## [Exercise objective]
Pull each line holding "light" out of the entries below.

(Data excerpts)
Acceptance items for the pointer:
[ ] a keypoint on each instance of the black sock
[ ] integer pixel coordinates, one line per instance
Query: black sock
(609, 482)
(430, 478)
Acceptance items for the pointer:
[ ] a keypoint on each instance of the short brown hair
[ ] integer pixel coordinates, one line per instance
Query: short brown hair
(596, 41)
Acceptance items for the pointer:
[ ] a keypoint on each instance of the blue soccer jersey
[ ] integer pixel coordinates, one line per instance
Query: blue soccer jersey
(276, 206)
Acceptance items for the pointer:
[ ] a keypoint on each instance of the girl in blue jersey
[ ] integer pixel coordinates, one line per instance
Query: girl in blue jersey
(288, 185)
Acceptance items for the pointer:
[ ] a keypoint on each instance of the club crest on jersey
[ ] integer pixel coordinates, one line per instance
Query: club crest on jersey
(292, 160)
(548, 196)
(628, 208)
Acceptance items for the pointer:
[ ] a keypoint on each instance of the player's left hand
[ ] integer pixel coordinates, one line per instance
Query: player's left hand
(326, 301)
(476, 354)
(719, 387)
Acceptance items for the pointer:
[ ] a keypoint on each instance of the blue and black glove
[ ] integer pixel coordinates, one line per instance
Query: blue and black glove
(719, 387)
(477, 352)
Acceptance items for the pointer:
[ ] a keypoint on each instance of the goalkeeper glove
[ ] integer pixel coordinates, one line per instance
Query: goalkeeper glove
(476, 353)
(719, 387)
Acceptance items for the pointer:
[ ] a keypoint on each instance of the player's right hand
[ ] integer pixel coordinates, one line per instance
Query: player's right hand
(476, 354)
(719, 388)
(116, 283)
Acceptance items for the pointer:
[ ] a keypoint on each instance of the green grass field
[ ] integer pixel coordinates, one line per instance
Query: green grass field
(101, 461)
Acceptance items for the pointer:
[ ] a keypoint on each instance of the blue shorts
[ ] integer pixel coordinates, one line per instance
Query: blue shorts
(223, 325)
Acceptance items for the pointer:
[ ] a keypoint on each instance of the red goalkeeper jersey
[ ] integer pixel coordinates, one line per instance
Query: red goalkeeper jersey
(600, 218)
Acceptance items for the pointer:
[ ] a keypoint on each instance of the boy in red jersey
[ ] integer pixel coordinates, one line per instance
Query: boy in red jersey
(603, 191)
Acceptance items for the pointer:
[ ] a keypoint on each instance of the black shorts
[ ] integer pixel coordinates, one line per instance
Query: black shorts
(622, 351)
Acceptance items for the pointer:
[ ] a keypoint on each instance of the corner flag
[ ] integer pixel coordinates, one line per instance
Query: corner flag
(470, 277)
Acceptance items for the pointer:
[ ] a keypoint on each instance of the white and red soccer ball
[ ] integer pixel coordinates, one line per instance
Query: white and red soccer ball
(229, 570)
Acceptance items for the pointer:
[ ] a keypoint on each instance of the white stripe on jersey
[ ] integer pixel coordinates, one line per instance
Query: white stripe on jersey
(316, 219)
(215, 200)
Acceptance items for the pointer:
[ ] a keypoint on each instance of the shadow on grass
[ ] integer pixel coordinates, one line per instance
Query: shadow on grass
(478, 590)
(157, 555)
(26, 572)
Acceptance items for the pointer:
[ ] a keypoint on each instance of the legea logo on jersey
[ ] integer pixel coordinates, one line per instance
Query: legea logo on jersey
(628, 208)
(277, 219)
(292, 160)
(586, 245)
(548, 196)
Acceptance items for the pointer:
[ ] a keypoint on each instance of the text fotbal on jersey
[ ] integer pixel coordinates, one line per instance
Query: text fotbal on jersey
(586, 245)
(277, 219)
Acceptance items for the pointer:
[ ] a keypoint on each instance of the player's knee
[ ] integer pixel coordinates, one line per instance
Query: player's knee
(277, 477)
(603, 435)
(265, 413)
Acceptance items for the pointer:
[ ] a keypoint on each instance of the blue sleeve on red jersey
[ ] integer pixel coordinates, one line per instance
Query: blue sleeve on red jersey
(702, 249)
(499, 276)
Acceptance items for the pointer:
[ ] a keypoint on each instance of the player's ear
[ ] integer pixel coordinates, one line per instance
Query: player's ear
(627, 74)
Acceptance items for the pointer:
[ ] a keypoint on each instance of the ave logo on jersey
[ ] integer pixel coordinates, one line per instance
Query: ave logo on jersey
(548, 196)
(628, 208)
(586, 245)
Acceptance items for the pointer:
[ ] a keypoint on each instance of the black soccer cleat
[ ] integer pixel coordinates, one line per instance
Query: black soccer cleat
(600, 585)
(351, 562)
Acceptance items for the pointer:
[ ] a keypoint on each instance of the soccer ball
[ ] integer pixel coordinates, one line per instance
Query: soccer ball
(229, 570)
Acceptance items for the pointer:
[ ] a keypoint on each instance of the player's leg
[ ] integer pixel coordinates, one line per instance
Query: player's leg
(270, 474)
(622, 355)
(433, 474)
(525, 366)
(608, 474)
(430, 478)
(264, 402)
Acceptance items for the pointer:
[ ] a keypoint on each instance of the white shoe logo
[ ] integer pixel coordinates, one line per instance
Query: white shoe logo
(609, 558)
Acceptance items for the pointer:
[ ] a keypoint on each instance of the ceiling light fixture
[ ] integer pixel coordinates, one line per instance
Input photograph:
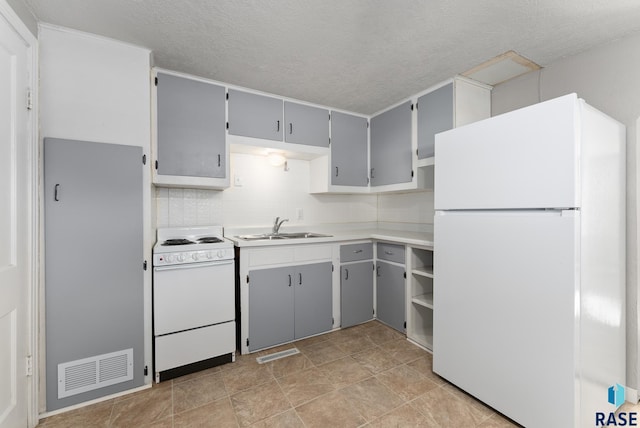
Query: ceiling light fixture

## [Response below]
[ ] a keypoint on each instance of the ceiling light fixture
Query: ceiling light fixture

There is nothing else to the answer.